── Texte fourni ──

Qui a eu tort ? Comte plus que personne. Mais principalement il a eu tort d’aimer, et d’aimer Mme de Vaux, qui n’était pas destinée à lui et qui surtout n’était pas destinée par sa nature à être une Béatrice. Intelligente et si gaie de cœur et d’esprit, délicate de sentiment, habile à trouver de jolis mots pour son émoi, étrangère à la philosophie, elle n’était pas prête au sort bizarre que la passion d’Auguste Comte lui infligeait. Et Béatrice, quand elle devint la Théologie, par la volonté impérieuse de Dante Alighieri, c’est qu’elle était morte. Clotilde aussi, ce ne fut que la mort qui lui donna cette docilité aux vœux d’Auguste Comte, cette douceur indifférente qui la fit devenir, dans la sociologie et dans la mystique de l’Humanité, la Vierge-Mère.

───
── Liste des données ──

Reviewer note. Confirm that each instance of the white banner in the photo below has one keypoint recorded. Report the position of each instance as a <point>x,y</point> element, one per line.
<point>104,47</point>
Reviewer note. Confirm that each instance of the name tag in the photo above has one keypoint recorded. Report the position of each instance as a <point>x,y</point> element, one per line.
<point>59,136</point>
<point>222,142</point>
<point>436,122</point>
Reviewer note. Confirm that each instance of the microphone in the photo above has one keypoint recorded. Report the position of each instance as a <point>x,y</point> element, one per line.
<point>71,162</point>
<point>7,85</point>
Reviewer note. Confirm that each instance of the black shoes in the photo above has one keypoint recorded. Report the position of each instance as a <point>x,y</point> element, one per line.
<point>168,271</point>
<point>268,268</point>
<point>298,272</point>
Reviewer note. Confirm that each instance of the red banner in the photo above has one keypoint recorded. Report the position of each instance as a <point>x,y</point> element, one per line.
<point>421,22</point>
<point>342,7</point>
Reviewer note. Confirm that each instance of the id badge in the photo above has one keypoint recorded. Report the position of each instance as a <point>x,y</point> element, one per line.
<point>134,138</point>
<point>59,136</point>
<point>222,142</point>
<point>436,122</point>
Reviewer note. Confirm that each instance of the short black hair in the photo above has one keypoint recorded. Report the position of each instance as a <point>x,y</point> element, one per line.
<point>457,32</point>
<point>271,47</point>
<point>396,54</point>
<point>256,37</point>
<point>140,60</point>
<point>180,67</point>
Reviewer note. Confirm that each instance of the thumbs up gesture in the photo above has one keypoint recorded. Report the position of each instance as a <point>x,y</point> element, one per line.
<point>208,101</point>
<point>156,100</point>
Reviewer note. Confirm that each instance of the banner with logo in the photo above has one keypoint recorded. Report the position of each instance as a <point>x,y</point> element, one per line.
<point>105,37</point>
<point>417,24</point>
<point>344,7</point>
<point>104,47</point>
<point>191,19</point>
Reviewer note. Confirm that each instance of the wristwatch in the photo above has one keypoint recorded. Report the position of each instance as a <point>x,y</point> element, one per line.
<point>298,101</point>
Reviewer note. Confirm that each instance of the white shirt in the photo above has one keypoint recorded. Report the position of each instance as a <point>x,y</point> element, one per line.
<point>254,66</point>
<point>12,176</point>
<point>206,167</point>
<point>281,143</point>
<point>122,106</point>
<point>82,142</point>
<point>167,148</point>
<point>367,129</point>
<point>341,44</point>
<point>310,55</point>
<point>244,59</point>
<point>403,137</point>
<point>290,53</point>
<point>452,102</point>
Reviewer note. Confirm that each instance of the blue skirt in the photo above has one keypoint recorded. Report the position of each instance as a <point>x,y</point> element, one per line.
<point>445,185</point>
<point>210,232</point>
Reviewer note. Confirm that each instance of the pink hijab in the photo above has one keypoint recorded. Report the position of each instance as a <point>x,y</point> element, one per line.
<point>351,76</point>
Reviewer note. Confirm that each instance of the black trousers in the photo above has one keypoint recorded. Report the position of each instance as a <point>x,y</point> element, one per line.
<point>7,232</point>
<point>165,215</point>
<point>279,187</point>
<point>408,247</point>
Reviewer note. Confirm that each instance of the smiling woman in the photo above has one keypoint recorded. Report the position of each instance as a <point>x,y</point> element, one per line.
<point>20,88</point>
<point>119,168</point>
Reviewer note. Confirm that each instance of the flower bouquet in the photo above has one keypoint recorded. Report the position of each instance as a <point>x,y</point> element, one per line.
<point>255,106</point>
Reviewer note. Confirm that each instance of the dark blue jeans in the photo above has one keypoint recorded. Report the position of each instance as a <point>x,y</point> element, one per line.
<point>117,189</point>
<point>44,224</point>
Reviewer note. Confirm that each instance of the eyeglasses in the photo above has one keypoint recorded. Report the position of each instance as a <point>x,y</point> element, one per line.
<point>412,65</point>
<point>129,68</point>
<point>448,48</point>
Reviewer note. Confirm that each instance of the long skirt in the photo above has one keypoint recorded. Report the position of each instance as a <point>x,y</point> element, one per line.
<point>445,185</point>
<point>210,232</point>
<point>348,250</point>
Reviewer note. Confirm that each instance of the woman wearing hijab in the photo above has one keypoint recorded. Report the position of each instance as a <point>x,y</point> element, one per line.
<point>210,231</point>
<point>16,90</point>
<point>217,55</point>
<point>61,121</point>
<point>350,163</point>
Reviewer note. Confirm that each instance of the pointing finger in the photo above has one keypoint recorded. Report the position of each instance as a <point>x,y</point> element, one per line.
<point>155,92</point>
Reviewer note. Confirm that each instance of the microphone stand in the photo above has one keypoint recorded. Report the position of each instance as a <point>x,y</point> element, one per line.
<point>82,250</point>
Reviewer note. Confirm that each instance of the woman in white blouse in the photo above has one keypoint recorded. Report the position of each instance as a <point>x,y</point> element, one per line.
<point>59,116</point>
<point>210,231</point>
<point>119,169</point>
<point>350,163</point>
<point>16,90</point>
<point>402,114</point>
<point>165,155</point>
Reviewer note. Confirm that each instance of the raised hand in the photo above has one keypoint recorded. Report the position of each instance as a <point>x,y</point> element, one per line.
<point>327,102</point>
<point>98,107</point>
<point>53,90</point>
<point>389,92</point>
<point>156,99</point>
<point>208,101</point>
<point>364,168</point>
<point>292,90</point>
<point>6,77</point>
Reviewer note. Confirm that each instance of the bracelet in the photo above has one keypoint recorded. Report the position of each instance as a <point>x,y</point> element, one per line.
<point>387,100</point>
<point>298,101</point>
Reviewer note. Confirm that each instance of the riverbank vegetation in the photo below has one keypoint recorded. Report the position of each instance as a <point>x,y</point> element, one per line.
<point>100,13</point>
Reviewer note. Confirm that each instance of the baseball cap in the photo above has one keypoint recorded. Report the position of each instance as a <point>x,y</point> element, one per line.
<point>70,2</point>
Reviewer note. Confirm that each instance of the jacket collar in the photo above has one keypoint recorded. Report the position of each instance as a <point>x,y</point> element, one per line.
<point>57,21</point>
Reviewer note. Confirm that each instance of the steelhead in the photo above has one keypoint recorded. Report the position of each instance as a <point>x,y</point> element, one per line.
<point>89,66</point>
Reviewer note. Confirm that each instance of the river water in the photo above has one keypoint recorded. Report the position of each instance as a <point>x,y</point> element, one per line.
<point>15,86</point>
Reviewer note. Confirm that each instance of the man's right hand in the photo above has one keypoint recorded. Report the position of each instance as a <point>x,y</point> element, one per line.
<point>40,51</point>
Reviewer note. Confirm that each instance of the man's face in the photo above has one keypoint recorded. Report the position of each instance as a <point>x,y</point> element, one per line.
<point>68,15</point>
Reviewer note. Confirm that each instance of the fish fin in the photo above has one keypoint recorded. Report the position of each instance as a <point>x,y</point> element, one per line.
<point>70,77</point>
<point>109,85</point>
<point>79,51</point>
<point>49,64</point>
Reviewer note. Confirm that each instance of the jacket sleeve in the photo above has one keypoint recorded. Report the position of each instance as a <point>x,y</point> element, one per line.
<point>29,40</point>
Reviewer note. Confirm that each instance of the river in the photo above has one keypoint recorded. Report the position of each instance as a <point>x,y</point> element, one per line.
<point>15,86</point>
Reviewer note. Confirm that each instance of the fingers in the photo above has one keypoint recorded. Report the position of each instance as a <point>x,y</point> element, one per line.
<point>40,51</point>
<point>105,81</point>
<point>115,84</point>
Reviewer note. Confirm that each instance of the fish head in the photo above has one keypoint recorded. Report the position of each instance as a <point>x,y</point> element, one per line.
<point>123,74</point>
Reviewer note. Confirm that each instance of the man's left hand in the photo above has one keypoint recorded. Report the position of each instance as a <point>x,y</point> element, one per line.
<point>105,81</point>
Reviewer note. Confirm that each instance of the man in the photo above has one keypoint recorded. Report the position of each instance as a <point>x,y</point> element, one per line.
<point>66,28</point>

───

Énoncé 1:
Répondez aux questions suivantes sur le passage consacré à Auguste Comte :
(a) Selon le passage, quelle figure Mme de Vaux n'était-elle pas destinée par sa nature à être ?
(b) Par la volonté impérieuse de qui Béatrice devint-elle la Théologie ?
(c) Que devint Clotilde dans la sociologie et dans la mystique de l'Humanité ?
Énoncé 2: Recopiez le passage consacré à Auguste Comte entre « Qui a eu tort ? » et « l’Humanité, la Vierge-Mère. », ces deux segments compris.

Réponse finale 1:
(a) Une Béatrice.
(b) Par celle de Dante Alighieri.
(c) La Vierge-Mère.

Réponse finale 2:
Qui a eu tort ? Comte plus que personne. Mais principalement il a eu tort d’aimer, et d’aimer Mme de Vaux, qui n’était pas destinée à lui et qui surtout n’était pas destinée par sa nature à être une Béatrice. Intelligente et si gaie de cœur et d’esprit, délicate de sentiment, habile à trouver de jolis mots pour son émoi, étrangère à la philosophie, elle n’était pas prête au sort bizarre que la passion d’Auguste Comte lui infligeait. Et Béatrice, quand elle devint la Théologie, par la volonté impérieuse de Dante Alighieri, c’est qu’elle était morte. Clotilde aussi, ce ne fut que la mort qui lui donna cette docilité aux vœux d’Auguste Comte, cette douceur indifférente qui la fit devenir, dans la sociologie et dans la mystique de l’Humanité, la Vierge-Mère.